▸ **Exercise description**:
Copy every one of the records below word for word, keeping each line in its original order.

▸ **Source records**:
☆ ☆ ☆

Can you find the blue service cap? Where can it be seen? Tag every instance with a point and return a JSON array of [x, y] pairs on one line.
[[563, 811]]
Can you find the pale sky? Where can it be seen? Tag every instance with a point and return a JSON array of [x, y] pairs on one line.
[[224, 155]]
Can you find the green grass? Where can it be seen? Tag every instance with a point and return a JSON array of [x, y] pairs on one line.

☆ ☆ ☆

▸ **Task response**:
Can you find the blue service cap? Where can it be seen? Tag every instance with a point and return a JSON array of [x, y] pairs on one line.
[[563, 811]]
Can you find the pale sky? Where can it be seen? Tag every instance with a point and return a JSON array of [x, y] pairs on one line.
[[224, 155]]
Can you find the green grass? Where can it be seen? Tag every instance with a point and return a JSON array of [x, y] pairs on one line.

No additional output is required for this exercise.